**GIVEN TASK**
Look below for the line containing "[locate] man's head". Output it and each remaining line of the entries exactly, and nothing else.

## begin RECORDS FOR THE EXERCISE

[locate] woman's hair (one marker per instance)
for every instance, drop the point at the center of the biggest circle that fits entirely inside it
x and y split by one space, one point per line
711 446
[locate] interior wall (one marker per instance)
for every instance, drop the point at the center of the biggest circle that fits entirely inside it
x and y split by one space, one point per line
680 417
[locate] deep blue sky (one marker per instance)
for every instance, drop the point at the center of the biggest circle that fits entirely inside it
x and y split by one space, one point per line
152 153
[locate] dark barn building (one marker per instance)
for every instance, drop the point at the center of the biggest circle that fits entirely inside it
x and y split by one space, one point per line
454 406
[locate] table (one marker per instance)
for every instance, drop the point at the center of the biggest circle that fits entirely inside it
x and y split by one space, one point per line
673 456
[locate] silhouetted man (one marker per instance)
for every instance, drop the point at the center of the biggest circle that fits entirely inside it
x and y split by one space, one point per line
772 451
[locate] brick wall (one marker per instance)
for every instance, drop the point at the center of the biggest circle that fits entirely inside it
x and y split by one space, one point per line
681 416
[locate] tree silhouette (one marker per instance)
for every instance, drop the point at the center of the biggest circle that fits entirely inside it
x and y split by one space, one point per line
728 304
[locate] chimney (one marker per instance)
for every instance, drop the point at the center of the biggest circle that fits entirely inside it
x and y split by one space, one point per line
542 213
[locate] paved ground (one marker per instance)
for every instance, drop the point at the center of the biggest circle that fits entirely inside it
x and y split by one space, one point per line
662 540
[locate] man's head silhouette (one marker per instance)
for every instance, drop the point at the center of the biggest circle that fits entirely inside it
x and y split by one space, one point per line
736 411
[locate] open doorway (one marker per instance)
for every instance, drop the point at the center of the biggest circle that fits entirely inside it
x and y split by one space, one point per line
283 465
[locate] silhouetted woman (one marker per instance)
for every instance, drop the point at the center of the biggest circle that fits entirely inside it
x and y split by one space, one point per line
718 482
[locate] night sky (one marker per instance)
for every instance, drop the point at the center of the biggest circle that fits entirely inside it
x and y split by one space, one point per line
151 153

## end RECORDS FOR THE EXERCISE

**EXERCISE RESULT**
[locate] man's head silhouette (one marker per instance)
for every instance, drop the point at the center of the biggest circle that fits entirely inside it
x and y split by one space, one point per line
736 411
[locate] open doorway (one marker per instance)
for every instance, drop the point at the center of the biggest circle that fits entirely inside it
x and y split by one space, one point per line
283 465
[locate] silhouetted woman (one marker per instance)
for every instance, drop the point at the center of the biggest circle that fits entirely inside it
x and y split by one space, one point per line
718 482
[locate] night sky (one marker per instance)
for every instance, drop the point at the center of the biggest circle that fits entirely inside it
x and y split by one space, one point per line
151 153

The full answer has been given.